- JOBS
[1] From the book review, return the passage that begins at the words "AuthorKROLL, PAUL W." and stops after "maps. $38 (paper).".
[2] According to the book review, up to how many foreign musicians do some of the Tang pottery camels carry on their backs?

- TEXT PROVIDED
--

The Camel's Load in Life and Death: Iconography and Ideology of Chinese Pottery Figurines from Han to Tang and their Relevance to Trade along the Silk Routes.

AuthorKROLL, PAUL W.
PositionReview

The Camel's Load in Life and Death: Iconography and Ideology of Chinese Pottery Figurines from Han to Tang and their Relevance to Trade along the Silk Routes. By ELFRIEDE REGINA KNAUER. Zurich: AKANTHUS, 1998. Pp. 159 + illus., maps. $38 (paper).

Next to the beautifully muscular, three-color glazed horses now to be seen everywhere throughout the world in museum and living-room, the Bactrian or two-humped camel was the most often depicted animal among Tang ceramics originally created as mortuary objects. Many of these camels stand with necks flexed powerfully backward and upward, their mouths open and their teeth bared as if braying proudly at the sky. Some, perhaps the most famous examples, bear small and physically incredible orchestras of up to eight foreign (i.e., non-Chinese) musicians on their backs. But all--befitting their status as prime beasts of burden--carry some sort of load, and it is with this feature that E. R. Knauer's monograph is concerned.

--

- RECORDED DATA

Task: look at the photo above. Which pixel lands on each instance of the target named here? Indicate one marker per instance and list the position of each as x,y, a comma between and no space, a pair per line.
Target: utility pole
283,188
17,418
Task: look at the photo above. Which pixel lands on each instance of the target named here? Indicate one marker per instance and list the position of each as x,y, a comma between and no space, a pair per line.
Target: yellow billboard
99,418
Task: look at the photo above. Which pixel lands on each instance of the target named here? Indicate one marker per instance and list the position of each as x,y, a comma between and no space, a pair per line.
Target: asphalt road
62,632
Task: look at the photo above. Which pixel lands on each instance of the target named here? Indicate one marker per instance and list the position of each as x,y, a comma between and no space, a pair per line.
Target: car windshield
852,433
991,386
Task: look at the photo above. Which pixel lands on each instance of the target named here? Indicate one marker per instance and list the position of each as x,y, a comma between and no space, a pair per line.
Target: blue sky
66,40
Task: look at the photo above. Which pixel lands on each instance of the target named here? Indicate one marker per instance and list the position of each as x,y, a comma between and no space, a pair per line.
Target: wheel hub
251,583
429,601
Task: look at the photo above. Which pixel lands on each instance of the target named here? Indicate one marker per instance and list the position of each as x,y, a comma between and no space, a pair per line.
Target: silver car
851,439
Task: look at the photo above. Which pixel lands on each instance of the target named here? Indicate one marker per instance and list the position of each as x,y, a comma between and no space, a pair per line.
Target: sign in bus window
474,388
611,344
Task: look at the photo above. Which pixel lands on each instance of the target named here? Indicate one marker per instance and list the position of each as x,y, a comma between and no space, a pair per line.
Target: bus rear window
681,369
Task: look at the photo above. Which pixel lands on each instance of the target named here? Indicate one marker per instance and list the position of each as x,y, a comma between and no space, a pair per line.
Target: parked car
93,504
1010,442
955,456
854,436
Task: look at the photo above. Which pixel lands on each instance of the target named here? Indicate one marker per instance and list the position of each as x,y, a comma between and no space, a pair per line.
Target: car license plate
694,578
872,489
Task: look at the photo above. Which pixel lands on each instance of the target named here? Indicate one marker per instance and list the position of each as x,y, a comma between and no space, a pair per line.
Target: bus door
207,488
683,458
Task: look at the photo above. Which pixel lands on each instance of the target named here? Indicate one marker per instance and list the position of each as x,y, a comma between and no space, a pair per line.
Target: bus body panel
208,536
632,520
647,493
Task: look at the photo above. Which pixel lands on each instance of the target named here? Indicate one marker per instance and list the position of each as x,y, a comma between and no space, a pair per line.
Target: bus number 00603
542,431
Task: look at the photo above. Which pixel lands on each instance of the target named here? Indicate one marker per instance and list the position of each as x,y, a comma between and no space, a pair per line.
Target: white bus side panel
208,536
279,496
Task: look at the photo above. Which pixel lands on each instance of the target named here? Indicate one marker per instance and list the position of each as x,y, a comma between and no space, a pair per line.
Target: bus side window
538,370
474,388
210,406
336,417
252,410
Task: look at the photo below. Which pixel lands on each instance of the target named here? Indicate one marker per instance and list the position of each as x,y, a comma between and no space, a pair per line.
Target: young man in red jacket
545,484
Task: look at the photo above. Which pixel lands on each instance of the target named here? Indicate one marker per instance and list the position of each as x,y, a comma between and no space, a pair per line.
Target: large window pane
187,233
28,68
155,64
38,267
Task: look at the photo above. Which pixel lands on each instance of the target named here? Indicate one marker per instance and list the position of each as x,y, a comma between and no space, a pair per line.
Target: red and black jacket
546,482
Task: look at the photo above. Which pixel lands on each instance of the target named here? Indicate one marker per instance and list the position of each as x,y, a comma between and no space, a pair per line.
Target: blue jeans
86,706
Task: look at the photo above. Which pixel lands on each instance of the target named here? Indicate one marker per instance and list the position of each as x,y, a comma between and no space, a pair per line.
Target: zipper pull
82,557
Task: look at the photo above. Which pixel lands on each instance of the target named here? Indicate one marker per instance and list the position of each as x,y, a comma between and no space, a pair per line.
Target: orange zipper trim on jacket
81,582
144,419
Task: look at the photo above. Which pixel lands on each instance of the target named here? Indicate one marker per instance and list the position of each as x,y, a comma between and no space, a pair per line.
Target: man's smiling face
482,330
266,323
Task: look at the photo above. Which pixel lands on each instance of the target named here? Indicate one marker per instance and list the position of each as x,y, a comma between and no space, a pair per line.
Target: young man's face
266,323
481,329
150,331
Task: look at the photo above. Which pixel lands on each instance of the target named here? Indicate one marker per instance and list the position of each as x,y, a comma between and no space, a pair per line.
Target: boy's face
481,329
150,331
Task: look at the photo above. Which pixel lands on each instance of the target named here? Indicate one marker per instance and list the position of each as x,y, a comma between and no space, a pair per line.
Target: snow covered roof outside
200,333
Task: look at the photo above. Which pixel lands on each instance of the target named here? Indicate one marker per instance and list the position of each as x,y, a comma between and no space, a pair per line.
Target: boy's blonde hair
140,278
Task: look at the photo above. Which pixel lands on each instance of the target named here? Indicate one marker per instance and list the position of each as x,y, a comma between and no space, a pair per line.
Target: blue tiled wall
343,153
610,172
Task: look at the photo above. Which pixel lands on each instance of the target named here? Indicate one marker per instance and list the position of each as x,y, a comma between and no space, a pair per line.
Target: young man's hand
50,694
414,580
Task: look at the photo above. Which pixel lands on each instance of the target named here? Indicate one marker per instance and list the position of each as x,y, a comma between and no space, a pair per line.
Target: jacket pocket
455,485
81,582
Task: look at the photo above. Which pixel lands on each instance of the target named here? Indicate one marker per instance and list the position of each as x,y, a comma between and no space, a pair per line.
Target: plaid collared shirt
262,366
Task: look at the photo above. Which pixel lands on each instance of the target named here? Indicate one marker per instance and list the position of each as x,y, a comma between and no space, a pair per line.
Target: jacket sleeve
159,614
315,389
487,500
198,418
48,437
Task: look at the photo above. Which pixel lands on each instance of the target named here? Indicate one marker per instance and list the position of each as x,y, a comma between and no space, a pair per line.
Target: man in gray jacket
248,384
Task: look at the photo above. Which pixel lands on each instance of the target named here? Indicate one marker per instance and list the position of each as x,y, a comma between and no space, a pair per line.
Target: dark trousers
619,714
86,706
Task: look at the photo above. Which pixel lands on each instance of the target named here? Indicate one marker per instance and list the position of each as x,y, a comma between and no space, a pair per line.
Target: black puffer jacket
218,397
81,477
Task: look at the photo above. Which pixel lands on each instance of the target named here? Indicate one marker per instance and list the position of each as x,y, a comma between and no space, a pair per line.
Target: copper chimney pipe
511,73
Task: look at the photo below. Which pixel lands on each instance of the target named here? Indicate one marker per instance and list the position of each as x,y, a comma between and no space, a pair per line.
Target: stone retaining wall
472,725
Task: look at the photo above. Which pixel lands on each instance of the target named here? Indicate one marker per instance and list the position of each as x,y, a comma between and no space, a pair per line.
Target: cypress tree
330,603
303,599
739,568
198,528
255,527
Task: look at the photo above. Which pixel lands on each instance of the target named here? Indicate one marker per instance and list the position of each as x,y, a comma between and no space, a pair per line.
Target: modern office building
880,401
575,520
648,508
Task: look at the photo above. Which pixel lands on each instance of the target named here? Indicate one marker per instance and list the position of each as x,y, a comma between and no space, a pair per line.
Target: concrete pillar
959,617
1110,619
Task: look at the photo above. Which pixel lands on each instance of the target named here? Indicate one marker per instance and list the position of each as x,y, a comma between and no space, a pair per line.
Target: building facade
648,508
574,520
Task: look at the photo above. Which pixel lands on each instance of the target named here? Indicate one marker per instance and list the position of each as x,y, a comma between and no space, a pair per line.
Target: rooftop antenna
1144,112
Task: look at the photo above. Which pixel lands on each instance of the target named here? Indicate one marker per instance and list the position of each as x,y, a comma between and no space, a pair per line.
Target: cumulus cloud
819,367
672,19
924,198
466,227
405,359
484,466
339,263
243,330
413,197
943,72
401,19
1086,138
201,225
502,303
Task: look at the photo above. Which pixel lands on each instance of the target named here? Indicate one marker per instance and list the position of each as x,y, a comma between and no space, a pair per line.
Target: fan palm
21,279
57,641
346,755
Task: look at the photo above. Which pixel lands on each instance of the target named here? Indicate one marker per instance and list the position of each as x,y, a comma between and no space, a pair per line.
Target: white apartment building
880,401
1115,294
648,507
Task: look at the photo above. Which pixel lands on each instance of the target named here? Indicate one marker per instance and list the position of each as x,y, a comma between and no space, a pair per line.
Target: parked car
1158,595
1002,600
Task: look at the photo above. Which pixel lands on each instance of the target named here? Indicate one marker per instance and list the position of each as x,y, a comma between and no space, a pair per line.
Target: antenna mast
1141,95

--

- FULL SOLUTIONS
[1]
AuthorKROLL, PAUL W.
PositionReview

The Camel's Load in Life and Death: Iconography and Ideology of Chinese Pottery Figurines from Han to Tang and their Relevance to Trade along the Silk Routes. By ELFRIEDE REGINA KNAUER. Zurich: AKANTHUS, 1998. Pp. 159 + illus., maps. $38 (paper).

[2] Up to eight.